WHAT IS NEEDED:
According to the text on the Optometrist Algorithm, what kinds of data was the algorithm written for?

TEXT UNDER STUDY:

Officially revealed in 2017, the Optometrist Algorithm was named after the way eyeglass prescriptions are developed. Like an optometrist, the algorithm gives human operators a choice of two alternative experimental settings and associated outcomes, with the human choosing the one they believe better serves their needs, cutting down the time to find an optimum condition.
Since its christening, Optometrist has grown in scope, Binderbauer said. "We expanded in doing parameter searches around those optimal conditions to find, perhaps, new regimes, and really study science. And that then develops the algorithm further, whereby we would basically create a reference case, and then a newly suggested case.”
The company realized that, while humans were limited to changing one ‘knob’ at a time to be able to discern cause and effect, “when we started doing it with the computer, we could do perturbations of 60 knobs at a time, and then disentangle it - that's a huge improvement. But then we went further, and we said, let's compare the human by itself, computer by itself, and the combined human and computer.
“To our delight, we saw that when you use both machine learning and the human to introduce an element of some creativity and intuition, then you can actually exponentiate even faster.”
It is this, ahem, fusion of technology and human that could have a lasting impact on research and on businesses, even if TAE’s wider goals do not pan out. “I would call it almost doing science by Machine Learning Assistance,” Binderbauer said.
“This algorithm, it doesn't just service fusion, it was written for noisy data, continuous data, and data of high dimensionality. And that those are all characteristics you find literally across the sciences and engineering.”

MATERIAL PROVIDED:
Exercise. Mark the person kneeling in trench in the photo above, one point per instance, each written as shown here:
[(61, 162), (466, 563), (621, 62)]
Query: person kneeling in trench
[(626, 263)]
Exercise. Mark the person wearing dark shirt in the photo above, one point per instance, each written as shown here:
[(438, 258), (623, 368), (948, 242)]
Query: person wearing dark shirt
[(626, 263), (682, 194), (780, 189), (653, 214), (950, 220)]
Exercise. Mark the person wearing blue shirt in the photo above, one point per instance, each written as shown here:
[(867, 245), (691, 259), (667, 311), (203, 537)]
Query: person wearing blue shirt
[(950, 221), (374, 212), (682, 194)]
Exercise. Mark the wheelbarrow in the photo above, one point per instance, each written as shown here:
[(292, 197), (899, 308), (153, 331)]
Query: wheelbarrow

TASK SOLUTION:
Noisy data, continuous data, and data of high dimensionality.